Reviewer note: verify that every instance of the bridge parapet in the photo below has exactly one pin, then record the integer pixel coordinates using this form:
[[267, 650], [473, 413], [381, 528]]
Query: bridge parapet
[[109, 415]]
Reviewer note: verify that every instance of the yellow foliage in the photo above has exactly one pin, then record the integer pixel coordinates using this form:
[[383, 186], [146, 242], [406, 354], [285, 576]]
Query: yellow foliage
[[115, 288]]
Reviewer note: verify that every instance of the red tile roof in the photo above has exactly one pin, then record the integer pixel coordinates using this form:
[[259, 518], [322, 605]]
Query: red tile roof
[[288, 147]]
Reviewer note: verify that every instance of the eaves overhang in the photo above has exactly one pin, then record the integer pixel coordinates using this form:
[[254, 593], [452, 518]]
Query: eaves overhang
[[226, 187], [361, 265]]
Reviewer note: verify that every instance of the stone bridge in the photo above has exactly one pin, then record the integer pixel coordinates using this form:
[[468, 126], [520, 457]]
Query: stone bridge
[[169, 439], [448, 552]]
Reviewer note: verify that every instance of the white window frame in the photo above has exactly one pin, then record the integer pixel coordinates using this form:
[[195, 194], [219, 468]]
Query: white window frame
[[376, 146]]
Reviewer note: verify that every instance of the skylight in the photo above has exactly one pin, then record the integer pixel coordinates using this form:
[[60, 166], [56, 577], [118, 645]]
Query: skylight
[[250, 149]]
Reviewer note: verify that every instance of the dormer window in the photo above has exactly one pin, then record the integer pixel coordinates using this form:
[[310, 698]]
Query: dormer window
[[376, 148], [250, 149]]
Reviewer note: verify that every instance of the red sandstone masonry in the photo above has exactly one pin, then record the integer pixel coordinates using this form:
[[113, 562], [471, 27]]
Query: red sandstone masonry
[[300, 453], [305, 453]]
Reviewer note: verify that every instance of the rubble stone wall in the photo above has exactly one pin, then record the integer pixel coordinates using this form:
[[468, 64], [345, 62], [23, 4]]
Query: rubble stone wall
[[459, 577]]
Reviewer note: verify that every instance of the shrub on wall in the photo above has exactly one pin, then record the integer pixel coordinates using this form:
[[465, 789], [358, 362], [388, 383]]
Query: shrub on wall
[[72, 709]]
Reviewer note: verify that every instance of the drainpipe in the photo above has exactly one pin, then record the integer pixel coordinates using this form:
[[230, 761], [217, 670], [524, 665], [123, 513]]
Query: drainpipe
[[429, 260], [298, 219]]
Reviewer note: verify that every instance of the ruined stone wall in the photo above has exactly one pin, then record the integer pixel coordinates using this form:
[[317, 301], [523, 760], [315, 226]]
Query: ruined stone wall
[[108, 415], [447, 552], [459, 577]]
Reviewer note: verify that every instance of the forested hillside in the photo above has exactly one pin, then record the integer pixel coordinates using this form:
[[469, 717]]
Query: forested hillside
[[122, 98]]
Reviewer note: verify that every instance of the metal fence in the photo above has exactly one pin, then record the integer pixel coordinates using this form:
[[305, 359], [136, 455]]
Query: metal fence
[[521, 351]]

**What you have to do**: Copy all fifteen items above word for word, keeping every line the same as the original.

**Correct result**:
Reviewer note: verify that every instance of the bridge parapet in the photo below has exactly one pin, then record the integer pixel coordinates using this form:
[[267, 650], [473, 413], [381, 528]]
Query: bridge parapet
[[109, 415]]
Reviewer note: verify that every instance of the yellow foliage in the photo above has exactly one pin, then record the integer pixel coordinates using this form:
[[383, 186], [146, 242], [406, 354], [285, 576]]
Query: yellow foliage
[[115, 288]]
Reviewer note: verify that every instance of the red tile roof in the photo above has exactly one pin, then record the integer pixel coordinates using this form:
[[259, 518], [322, 605]]
Query: red tile roof
[[288, 147]]
Reviewer note: verify that every instance of the eaves overhang in the photo above has exactly one pin, then record the integer pixel coordinates using this form:
[[254, 593], [452, 518]]
Query: eaves overhang
[[226, 187], [361, 265]]
Reviewer note: verify that every instance of the stone bridge in the photo above has exactly one pin, then record the integer pixel coordinates using this form:
[[468, 126], [520, 457]]
Query: stone bridge
[[169, 439], [448, 552]]
Reviewer note: verify that every instance of the white window frame in the photo above has exactly one pin, then record the integer pixel coordinates using this form:
[[195, 194], [219, 468]]
Query: white window frame
[[376, 146]]
Reviewer note: verify that every instance of the skylight in the photo above has exactly one pin, then record the integer pixel coordinates using this form:
[[60, 166], [56, 577], [118, 645]]
Query: skylight
[[250, 149]]
Reviewer note: verify that every instance of the dormer window in the photo above has exactly one pin, then record the integer pixel coordinates using this form:
[[310, 698]]
Query: dormer window
[[376, 148], [250, 149]]
Reviewer note: verify that every instance of the red sandstone masonry in the photo above has exactly one pin, then record the integer pixel coordinates using this form:
[[113, 562], [471, 27]]
Query: red sandstone masonry
[[300, 453], [305, 453]]
Reviewer note: verify that every instance of the rubble stone wall in the photo above has exactly one pin, then record the integer pixel coordinates using this form:
[[468, 64], [345, 62], [23, 4]]
Query: rubble stone wall
[[459, 577]]
Reviewer note: verify that every instance of the shrub on wall in the photo above has exactly one pin, then record the integer pixel coordinates using this form:
[[465, 789], [358, 362], [388, 383]]
Query: shrub on wall
[[72, 709]]
Reviewer note: verify that every instance of the drainpipe in the photo above has exactly one pin, then record the integer pixel coordinates using this form:
[[230, 761], [217, 670], [524, 665], [123, 513]]
Query: drainpipe
[[429, 260], [298, 219]]
Reviewer note: verify that every instance of the ruined stone wall in the photo above has exactly one pin, then record the integer pixel coordinates using this form:
[[317, 301], [523, 760], [315, 226]]
Query: ruined stone wall
[[108, 415], [447, 552], [459, 577]]
Reviewer note: verify that every instance of the forested hillside in the photo above has exactly one pin, then record the integer pixel coordinates using this form:
[[469, 717]]
Query: forested hillside
[[122, 98]]
Reviewer note: verify that every instance of the metal fence in the photo above has exactly one pin, then record the integer pixel coordinates using this form:
[[305, 359], [136, 455]]
Query: metal fence
[[521, 351]]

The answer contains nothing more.